------ 节选段落
更新 Session 时返回。当新连接建立为第一个服务器事件时自动发出。此事件将包含默认的 Session 配置。

Sample

{
    "event_id": "event_def",
    "type": "session.created",
    "session": {
        "modalities": ["text", "audio"],
        "instructions": "你是由阶跃星辰提供的AI聊天助手，你擅长中文，英文，以及多种其他语言的对话。",
        "voice": "linjiajiejie",
        "input_audio_format": "pcm16",
        "output_audio_format": "pcm16",
        "max_response_output_tokens": "4096"
    }
}

音频输入激活开始（VAD）

type: input_audio_buffer.speech_started

输入音频的人声有效输入开始事件通知，一般用于打断场景。

audio_start_ms string
音频的开始时间
item_id string
项目的 ID。

Sample

{
    "event_id": "event_bcd",
    "type": "input_audio_buffer.speech_started",
    "audio_start_ms": 1000,
    "item_id": "msg_003"
}

音频输入激活结束（VAD）

type: input_audio_buffer.speech_stopped

输入音频的人声有效输入结束事件通知。

response_id string
一般为traceid。
item_id string
项目的 ID。

Sample

{
    "event_id": "event_1718",
    "type": "input_audio_buffer.speech_stopped",
    "audio_end_ms": 2000,
    "item_id": "msg_003"
}

音频内容流式返回

type: response.audio.delta

更新模型生成的音频时返回。

response_id string
一般为traceid。
item_id string
项目的 ID。
output_index string
响应中输出项的索引。
delta string
Base64 编码的音频数据增量，音频格式同session创建的output_audio_format

Sample

{
    "event_id": "event_bcd",
    "type": "response.audio.delta",
    "item_id": "msg_008",
    "delta": "Base64EncodedAudioDelta"
}

音频内容流式结束

type: response.audio.done

在模型生成的音频完成时返回。当 Response 中断、不完整或取消时也会发出.

response_id string
一般为traceid。
item_id string
项目的 ID。

{
    "event_id": "event_bcd",
    "type": "response.audio.done",
    "response_id": "traceid",
    "item_id": "msg_008"
}

音频内容文字流返回

type: response.audio_transcript.delta

当客户端提交输入音频缓冲区时返回。

response_id string
一般为traceid。
item_id string
项目的 ID。
output_index string
响应中输出项的索引。
delta string
转录增量。
------------
------ 清单条目
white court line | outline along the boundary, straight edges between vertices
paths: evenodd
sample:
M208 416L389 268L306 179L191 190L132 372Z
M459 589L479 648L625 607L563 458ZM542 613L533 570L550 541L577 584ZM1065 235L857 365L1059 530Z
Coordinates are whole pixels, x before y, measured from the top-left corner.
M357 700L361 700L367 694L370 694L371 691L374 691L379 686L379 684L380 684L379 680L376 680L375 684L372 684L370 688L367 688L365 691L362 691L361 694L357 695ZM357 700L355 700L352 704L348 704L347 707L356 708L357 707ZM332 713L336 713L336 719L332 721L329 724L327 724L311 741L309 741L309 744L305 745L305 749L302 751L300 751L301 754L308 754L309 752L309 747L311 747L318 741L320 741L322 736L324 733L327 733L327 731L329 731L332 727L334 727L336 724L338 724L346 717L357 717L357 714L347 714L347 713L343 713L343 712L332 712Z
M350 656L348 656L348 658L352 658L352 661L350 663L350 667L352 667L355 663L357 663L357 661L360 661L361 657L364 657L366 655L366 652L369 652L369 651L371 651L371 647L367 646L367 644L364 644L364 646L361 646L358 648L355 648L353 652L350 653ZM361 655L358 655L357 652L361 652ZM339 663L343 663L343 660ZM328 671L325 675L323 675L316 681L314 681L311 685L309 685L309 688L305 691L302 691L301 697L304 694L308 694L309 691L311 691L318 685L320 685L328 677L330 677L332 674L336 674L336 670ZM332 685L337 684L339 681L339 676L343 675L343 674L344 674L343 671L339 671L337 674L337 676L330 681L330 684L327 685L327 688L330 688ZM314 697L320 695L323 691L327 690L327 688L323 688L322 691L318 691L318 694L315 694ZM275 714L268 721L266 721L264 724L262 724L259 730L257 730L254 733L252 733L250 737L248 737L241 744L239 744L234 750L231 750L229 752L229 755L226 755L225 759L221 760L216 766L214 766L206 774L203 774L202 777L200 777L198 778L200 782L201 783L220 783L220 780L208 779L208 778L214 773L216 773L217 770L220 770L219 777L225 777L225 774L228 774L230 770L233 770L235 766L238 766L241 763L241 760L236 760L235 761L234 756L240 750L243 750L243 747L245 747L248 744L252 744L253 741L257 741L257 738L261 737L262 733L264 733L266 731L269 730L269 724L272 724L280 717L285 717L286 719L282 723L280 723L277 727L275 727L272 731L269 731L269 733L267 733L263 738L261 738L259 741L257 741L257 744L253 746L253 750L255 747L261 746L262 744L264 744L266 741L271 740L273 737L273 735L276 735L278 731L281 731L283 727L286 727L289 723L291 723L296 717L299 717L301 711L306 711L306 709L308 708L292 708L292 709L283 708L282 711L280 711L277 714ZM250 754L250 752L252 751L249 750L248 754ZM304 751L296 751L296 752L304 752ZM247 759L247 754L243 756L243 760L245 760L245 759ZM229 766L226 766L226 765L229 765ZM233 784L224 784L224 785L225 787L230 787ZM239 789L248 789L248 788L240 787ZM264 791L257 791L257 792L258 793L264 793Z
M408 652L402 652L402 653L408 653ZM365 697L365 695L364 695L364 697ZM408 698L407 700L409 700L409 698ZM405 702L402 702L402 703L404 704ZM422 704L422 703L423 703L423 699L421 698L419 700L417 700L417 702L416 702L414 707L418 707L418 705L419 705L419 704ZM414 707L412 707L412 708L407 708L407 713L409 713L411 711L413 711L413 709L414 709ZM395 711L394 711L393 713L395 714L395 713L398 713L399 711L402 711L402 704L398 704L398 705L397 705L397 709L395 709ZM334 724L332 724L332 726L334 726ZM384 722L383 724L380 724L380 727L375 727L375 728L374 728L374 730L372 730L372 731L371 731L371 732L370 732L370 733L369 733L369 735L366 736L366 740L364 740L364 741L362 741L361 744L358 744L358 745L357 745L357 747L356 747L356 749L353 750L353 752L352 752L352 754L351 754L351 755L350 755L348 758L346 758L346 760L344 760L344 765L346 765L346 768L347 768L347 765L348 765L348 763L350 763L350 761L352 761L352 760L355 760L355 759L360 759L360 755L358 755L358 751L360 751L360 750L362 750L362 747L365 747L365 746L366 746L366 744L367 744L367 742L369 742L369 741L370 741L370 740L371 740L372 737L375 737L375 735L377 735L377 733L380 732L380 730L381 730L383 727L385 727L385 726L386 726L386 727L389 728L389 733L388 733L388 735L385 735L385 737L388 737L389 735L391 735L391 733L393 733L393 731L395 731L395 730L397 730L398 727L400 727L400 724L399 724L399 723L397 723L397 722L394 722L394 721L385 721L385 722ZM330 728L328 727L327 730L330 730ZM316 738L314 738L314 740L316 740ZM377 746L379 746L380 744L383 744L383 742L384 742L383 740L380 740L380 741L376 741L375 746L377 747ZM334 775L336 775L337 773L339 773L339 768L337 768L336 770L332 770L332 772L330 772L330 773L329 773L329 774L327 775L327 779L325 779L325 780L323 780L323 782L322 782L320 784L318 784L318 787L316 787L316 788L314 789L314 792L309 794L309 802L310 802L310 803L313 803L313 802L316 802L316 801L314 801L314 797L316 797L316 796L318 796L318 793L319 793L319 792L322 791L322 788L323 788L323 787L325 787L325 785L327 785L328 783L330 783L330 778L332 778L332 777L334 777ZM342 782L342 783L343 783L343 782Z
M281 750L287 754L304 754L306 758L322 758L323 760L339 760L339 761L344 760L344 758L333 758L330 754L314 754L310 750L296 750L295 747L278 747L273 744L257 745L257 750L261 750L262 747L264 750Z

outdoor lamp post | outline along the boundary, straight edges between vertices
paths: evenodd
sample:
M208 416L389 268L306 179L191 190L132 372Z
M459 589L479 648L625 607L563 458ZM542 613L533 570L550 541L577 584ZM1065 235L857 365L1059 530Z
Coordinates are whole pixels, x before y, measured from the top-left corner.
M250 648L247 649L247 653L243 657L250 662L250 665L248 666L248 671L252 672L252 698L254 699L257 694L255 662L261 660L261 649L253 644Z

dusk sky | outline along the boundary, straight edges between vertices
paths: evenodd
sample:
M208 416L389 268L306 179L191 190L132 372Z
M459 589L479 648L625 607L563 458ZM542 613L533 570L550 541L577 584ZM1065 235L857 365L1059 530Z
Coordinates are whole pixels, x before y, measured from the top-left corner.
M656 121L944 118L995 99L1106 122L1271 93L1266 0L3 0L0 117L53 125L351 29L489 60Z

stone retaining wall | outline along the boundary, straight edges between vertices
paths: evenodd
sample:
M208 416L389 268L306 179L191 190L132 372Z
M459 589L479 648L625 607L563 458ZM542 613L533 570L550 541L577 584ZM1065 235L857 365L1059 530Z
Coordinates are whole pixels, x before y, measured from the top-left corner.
------------
任务目标 1
根据实时语音事件说明，回答下列问题：
(a) session.created 的示例中，"voice" 字段取什么值？
(b) input_audio_buffer.speech_started 事件一般用于什么场景？
(c) response.audio.delta 的 delta 字段承载何种数据，其音频格式与哪一项相同？
任务目标 2
续写这份实时语音事件说明，从其最后一行之后接着往下写。

参考答案 1
(a) "linjiajiejie"。
(b) 打断场景。
(c) Base64 编码的音频数据增量，音频格式与 session 创建时的 output_audio_format 相同。

参考答案 2
{
    "event_id": "event_bcd",
    "type": "response.audio_transcript.delta",
    "item_id": "msg_002",
    "output_index": 0,
    "delta": "Hello, how can I a"
}

音频内容文字流结束

type: response.audio_transcript.done

当模型生成的音频输出转录完成流式处理时返回。当 Response 中断、不完整或取消时也会发出。

response_id string
一般为traceid。
item_id string
项目的 ID。
output_index string
响应中输出项的索引。
transcript string
音频的完整文字内容。

{
    "event_id": "event_4748",
    "type": "response.audio_transcript.done",
    "response_id": "resp_001",
    "item_id": "msg_008",
    "content_index": 0,
    "transcript": "Hello, how can I assist you today?"
}

会话消息创建响应

type: conversation.item.created

创建对话项时返回，服务器正在生成一个 Response，如果成功，将生成一个或两个 Item，其类型为 message；

id string
消息的唯一ID，非必需，如果客户端未提供，服务器将自动生成一个。
type string
项目的类型，通常为message
role string
消息发送者的角色（用户、助手、系统），仅适用于消息项。
status string
项目的状态（completed， incomplete）。这些对会话没有影响。
content string
消息的内容，适用于消息项。

{
	"event_id": "event_bcd",
	"type": "conversation.item.created",
	"previous_item_id": "msg_001",
	"item": {
		"id": "msg_002",
		"object": "realtime.item",
		"type": "message",
		"status": "completed",
		"role": "user",
		"content": [{
			"type": "input_text",
			"transcript": "你好"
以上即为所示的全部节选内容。